(Given problem)
Please continue the passage on the example LFSR, starting right after its final sentence, and ignore the lines that follow it.

(Passage)
# An example LFSR

Some time ago, we examined Linear Feedback Shift Registers (LFSR)s and particularly how to create the logic necessary to implement two different forms of an LFSR: a Fibonacci and a Galois form.

Today, let’s go back to the Fibonacci
form of a
shift register
and examine one particular set of coefficients, called `TAPS`

in the
code,
to see what sort of sequence it produces.

In particular, let’s look at a 5-stage
LFSR
with the `TAPS`

register given by `00101`

. You can see a picture of the
logic required to implement this
shift register
in Fig 1. In this figure, you can see how the
output, together with the value of the register two stages earlier,
both get added (XOR‘d) together
to produce the new MSB of the
shift register.

Even better, I picked this particular set of coefficients in order to
guarantee that this shift
register has a
maximum length.
For a register
with five internal bits within it, bits that can never all be equal to zero,
this maximum length
is `2^5-1`

or `31`

. Hence, this
register
has an output sequence of `31`

pseudorandom
bits.

Finally, before we start working through the numbers, I’d like to note that Fig 1 looks very similar to the figure we presented earlier when we described how to build a generic shift register. That figure is shown below in Fig 2.

The biggest difference you may notice between these two figures is that the multiplies have been removed. Those taps that were multiplied with zero in this example have been removed. Those taps that were multiplied by one have been replaced by a simple wire. That’s how multiplication is defined, and how it actually takes place within GF(2). Even better, all of this multiplication logic takes place as the LFSR logic is being synthesized–so that what is actually implemented ends up being identical to Fig 1 above.

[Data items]
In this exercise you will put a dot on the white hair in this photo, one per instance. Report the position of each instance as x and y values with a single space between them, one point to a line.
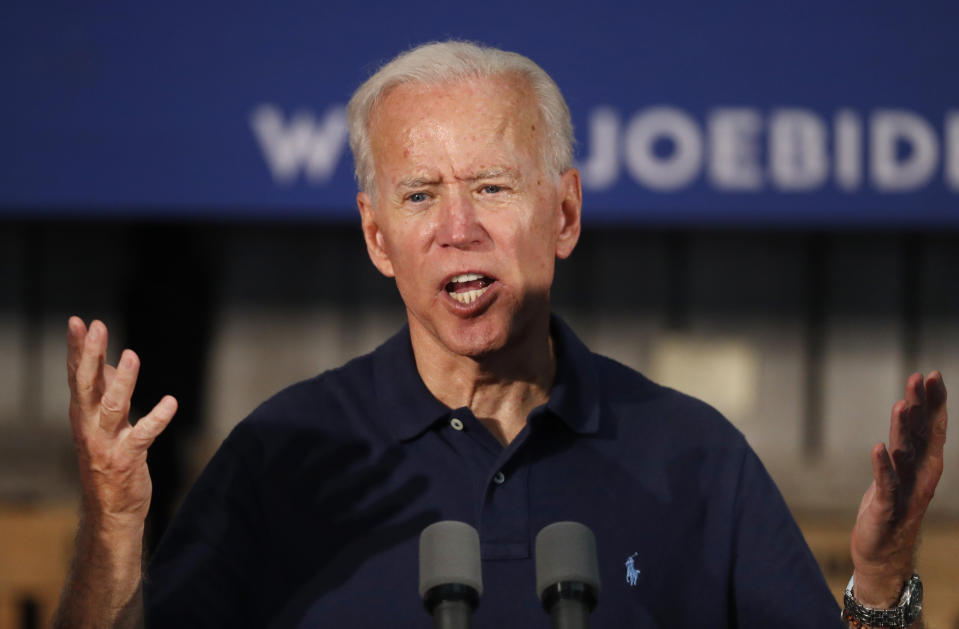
437 63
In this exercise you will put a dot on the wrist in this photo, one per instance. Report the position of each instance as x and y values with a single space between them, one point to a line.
902 614
880 589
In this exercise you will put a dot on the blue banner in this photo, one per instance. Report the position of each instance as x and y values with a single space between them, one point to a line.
813 114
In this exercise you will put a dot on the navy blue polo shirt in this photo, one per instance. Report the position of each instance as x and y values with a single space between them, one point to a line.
309 514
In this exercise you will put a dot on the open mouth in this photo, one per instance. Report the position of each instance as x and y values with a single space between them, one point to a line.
468 287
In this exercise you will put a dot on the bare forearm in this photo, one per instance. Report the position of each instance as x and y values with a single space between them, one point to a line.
103 588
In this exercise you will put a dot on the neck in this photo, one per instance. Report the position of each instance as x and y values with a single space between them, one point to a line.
500 388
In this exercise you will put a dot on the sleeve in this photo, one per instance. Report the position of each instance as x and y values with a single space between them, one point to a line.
776 580
202 572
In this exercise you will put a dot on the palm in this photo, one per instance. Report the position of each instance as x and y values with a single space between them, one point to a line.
904 479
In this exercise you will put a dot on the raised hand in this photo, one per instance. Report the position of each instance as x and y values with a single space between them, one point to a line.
905 476
103 587
111 452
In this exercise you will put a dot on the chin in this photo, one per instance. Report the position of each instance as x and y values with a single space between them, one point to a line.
476 340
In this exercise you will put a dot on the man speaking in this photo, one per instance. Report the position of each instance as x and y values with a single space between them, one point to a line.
484 408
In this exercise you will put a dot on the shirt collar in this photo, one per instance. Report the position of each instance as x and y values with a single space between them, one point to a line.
409 408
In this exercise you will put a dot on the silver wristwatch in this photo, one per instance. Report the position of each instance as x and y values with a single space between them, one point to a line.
902 615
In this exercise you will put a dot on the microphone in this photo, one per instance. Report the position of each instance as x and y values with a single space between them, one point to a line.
451 578
567 573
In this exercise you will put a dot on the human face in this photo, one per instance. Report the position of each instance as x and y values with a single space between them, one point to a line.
465 218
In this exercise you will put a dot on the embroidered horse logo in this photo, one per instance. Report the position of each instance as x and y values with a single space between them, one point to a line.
632 574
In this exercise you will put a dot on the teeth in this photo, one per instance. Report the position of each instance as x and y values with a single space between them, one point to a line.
466 277
469 296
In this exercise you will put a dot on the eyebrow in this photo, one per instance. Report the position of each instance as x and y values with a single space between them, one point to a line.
489 173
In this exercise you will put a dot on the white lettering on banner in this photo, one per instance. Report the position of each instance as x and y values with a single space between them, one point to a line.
663 172
601 168
734 149
666 149
952 149
797 150
848 150
301 145
889 173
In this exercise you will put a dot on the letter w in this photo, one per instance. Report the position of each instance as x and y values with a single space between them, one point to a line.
302 144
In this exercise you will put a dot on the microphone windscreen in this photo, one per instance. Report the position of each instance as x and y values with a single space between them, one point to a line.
449 553
566 551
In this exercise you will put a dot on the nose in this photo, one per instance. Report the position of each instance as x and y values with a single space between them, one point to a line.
459 223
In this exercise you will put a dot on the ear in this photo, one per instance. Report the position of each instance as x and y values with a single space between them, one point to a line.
375 244
568 217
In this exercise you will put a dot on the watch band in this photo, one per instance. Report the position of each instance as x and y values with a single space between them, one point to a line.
902 615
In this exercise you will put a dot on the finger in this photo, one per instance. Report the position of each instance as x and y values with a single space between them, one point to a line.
76 332
897 425
915 391
152 424
90 369
115 402
884 475
936 407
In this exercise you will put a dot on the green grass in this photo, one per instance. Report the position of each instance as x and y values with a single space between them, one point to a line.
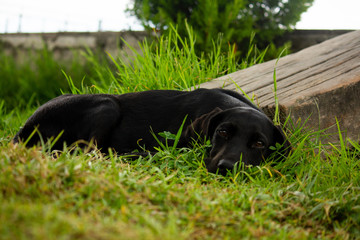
314 194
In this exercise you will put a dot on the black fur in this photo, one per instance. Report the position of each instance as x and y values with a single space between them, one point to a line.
237 129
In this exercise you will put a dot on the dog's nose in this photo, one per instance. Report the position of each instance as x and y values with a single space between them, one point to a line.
225 164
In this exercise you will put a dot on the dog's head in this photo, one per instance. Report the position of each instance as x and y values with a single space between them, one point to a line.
241 133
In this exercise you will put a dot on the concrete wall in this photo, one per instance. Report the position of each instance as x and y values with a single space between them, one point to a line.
63 44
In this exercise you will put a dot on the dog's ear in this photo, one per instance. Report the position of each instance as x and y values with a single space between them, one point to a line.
280 138
200 127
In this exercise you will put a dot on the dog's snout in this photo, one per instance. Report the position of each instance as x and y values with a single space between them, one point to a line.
225 164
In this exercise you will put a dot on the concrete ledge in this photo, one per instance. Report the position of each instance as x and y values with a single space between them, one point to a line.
320 83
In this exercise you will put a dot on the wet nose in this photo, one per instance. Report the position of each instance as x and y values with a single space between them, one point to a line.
225 164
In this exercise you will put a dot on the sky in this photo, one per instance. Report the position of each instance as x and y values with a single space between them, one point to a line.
108 15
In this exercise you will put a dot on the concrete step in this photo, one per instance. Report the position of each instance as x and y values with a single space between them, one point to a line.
321 82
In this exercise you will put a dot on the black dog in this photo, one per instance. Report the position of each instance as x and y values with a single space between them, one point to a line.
236 128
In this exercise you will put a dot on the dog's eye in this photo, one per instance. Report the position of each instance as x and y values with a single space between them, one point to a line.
223 133
258 144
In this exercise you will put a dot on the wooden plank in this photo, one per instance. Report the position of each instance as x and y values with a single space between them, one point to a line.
321 81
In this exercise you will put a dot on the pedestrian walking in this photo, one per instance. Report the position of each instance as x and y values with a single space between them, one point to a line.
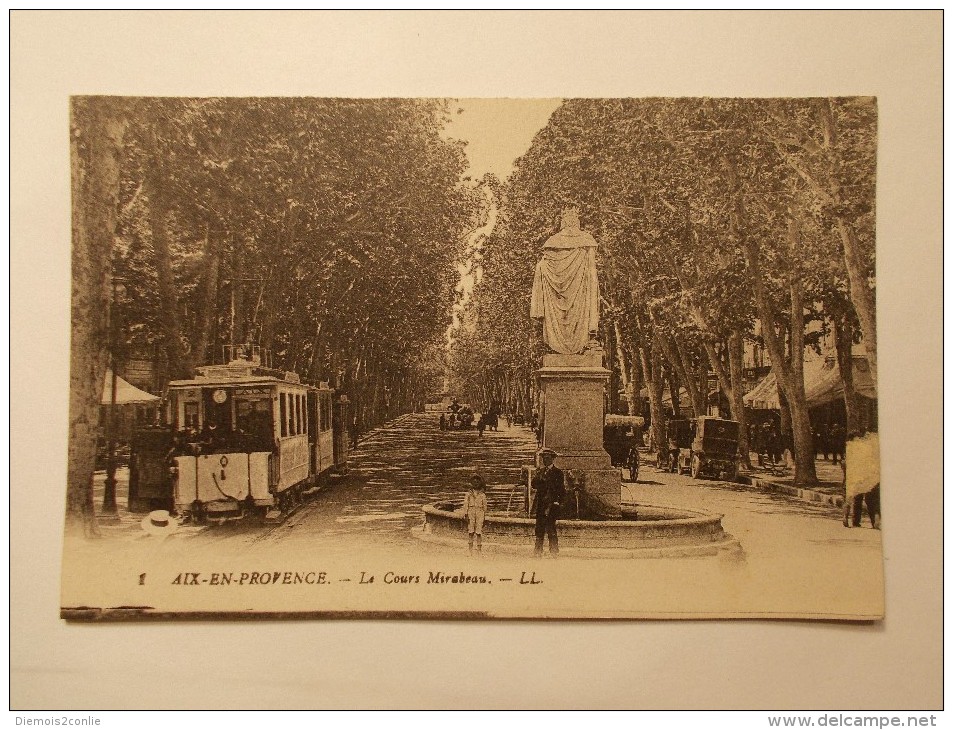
550 485
474 510
862 481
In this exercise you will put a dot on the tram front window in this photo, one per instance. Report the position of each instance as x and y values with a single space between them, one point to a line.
254 421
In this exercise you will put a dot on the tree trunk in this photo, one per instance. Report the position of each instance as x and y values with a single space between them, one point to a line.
96 137
623 362
789 373
860 294
170 329
207 309
843 344
736 393
652 372
635 379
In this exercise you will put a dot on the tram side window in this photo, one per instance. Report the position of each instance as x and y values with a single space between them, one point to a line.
253 418
192 415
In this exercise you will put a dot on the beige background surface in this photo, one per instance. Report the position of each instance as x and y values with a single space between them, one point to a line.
895 664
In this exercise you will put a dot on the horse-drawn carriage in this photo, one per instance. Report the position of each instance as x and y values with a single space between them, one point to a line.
621 436
704 446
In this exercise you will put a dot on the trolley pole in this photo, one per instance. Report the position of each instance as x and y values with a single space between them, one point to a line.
109 493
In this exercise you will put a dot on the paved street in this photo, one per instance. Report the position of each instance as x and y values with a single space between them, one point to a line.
400 468
796 558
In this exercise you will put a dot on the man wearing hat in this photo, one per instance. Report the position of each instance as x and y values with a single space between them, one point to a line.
550 486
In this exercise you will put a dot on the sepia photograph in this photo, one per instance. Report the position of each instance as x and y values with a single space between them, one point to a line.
476 359
473 357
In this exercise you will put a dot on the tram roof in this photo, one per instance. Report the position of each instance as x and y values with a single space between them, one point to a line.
239 381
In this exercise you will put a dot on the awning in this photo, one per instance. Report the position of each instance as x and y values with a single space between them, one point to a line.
822 384
126 392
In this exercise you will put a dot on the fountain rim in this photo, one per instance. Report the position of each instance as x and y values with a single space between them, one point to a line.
698 517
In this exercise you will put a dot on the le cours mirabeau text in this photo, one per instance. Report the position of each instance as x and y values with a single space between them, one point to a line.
320 578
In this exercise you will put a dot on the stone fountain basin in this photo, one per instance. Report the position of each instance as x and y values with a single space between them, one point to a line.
645 530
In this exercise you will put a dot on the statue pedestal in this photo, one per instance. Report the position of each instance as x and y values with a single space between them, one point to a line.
573 388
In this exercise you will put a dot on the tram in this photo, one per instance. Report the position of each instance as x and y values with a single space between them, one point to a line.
241 438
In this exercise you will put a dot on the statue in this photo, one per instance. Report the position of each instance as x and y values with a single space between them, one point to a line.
566 289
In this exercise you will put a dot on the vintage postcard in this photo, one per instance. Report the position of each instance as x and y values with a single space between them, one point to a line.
473 358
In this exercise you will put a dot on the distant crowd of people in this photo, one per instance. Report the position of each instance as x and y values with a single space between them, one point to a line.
462 416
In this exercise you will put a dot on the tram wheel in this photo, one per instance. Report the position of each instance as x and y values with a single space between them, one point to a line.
696 466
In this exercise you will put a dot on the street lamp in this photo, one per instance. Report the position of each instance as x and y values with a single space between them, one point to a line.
109 494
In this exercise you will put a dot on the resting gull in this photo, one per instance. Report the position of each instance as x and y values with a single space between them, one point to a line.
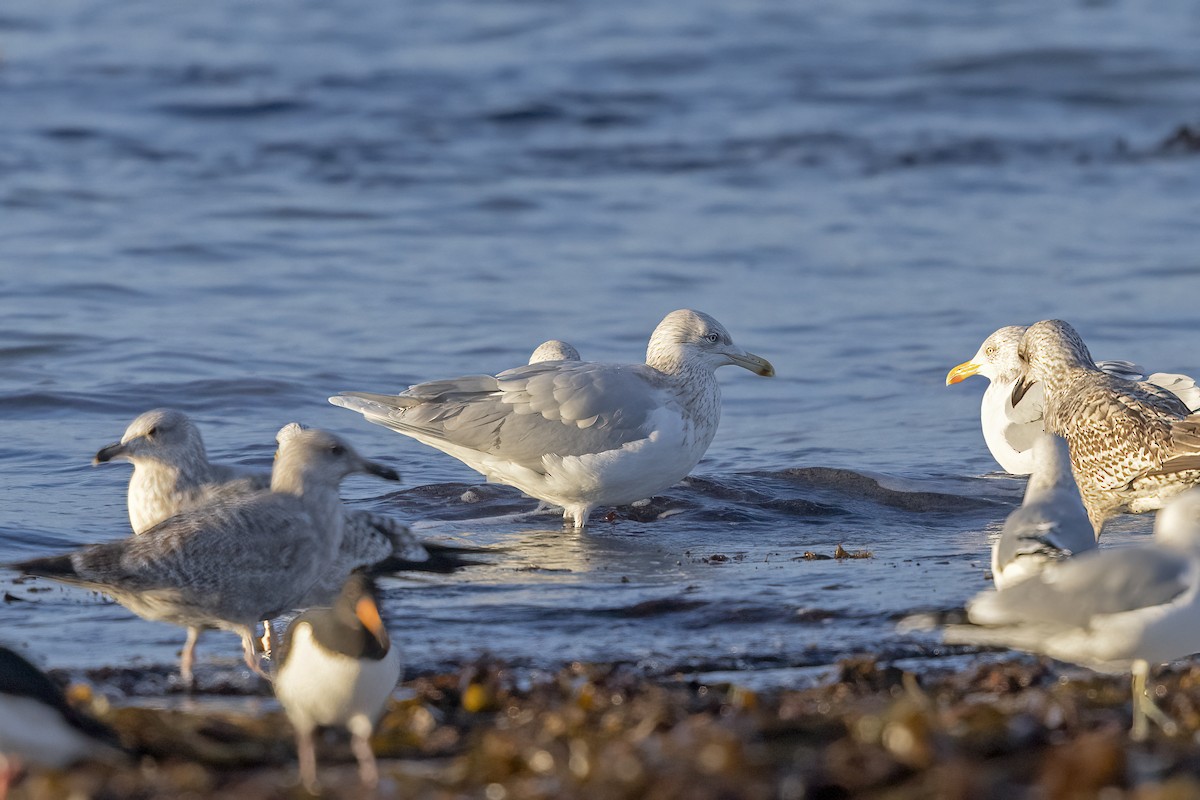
1133 445
1009 431
337 668
555 350
1111 609
1051 523
234 559
39 727
579 434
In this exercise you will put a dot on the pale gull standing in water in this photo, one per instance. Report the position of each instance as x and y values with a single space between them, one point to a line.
555 350
552 350
1133 445
1114 609
234 559
579 434
337 667
1051 523
1009 431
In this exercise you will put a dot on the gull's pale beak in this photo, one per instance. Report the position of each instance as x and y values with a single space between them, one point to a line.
108 453
755 364
369 614
961 372
376 468
1020 388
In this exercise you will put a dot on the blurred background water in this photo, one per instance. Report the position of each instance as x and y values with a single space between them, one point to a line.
240 209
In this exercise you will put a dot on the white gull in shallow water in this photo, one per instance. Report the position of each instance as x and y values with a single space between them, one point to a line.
1114 609
579 434
1051 523
1009 431
234 559
39 727
1133 445
172 471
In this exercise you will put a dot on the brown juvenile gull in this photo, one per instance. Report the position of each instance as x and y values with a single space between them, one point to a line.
37 726
553 350
337 667
1051 523
1113 609
1133 445
1009 431
234 559
579 434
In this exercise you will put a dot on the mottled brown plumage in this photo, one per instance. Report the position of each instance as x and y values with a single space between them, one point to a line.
1132 444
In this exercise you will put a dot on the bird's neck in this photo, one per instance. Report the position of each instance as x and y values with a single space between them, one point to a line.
159 491
1051 468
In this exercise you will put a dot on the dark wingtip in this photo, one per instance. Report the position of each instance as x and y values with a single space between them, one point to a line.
107 453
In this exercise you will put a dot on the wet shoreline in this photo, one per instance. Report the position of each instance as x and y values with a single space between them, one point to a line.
1005 726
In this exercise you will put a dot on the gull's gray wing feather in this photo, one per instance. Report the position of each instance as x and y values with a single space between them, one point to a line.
268 536
561 408
1075 590
1045 531
1126 370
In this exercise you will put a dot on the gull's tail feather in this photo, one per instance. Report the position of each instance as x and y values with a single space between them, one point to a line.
1185 447
60 567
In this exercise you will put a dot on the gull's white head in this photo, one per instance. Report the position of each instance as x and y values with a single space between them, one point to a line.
694 338
318 456
162 435
995 360
1179 522
555 350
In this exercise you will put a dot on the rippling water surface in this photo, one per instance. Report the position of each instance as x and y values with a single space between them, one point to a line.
239 209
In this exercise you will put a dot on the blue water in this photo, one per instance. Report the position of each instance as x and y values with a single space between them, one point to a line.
240 209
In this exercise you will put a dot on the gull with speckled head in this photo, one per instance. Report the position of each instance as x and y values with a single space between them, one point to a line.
234 559
1133 445
1009 431
579 434
1114 609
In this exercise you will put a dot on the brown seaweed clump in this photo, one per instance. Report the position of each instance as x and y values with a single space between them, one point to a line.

(Exercise response)
My hope today is that, by specifically stating what the coefficients
of an example LFSR
are, we might be able to examine and understand how an
LFSR
works. Further, as an aside, I’ve seen a lot of examples of how a 3-stage
LFSR works
in text books (`TAPS=3'b011`

). I wanted this presentation to be different
enough to generate something barely non-trivial, and so this example produces
a longer sequence. Feel free to let me know if you found this easier to
understand.

## Working through the states

Let’s assume that our example starts with an `INITIAL_FILL`

of one–just like
the
implementation
we presented earlier. At each
step, the LFSR
works by shifting every bit to the right by one, and then
calculating the top bit. In our case, that top bit is set by the
sum (XOR) of bits `0`

and `2`

.
You can see the set of states that this produces in Fig 3 on the left.

If you follow this formula, you’ll see that the `00001`

state is followed by
the `10000`

state: the new top bit is set by the sum
(XOR) of `0`

and `1`

–resulting
in `1`

.

Since there are no ones in bit positions `0`

or `2`

for a couple of clock
periods, the shift
register
just shifts to the right uneventfully until it gets to `00100`

–the next
time there’s a bit in position `2`

.
The state after `00100`

is `10010`

, since the sum of `1`

(position 2) and `0`

(position 0) is one and that goes into the top bit while the other bits
shift down.

One state later, the register equals `01001`

and now there’s a bit in position
`0`

, so the state following has a `1`

in the MSB.

We can follow this logic down to `01101`

. At this state, instead of adding
`0+1`

or `1+0`

and getting a one as the result, we now have `1+1`

. As you
may
recall, this addition is done
over GF(2). It is equivalent
to an exclusive or, and so the
new MSB is now `0`

.

By this point in time, you should just about have the hang of it. If not,
feel free to work through the states shown on the left and see if you can
generate each of them. You may also notice that, after 31 states, the state
returns to our initial state–hence our sequence is `31`

bits long.

As you transition through all of these states, remember that the `LSB`

is the
output of this pseudorandom
number generator. Hence, you should be able to
read down the column on the far right of Fig 3 on our left and read out
the pseudorandom
numbers that are being produced.

Even better, should you wish to adjust where in this sequence you wish to start,
all you need to do is change the `INITIAL_FILL`

. For that matter, if you
sort the `INITIAL_FILL`

values, you’ll find that every value but zero gets
used–so the register state just determines where you are within the sequence.

Now let’s turn our attention to look at some randomness properties of
this output sequence.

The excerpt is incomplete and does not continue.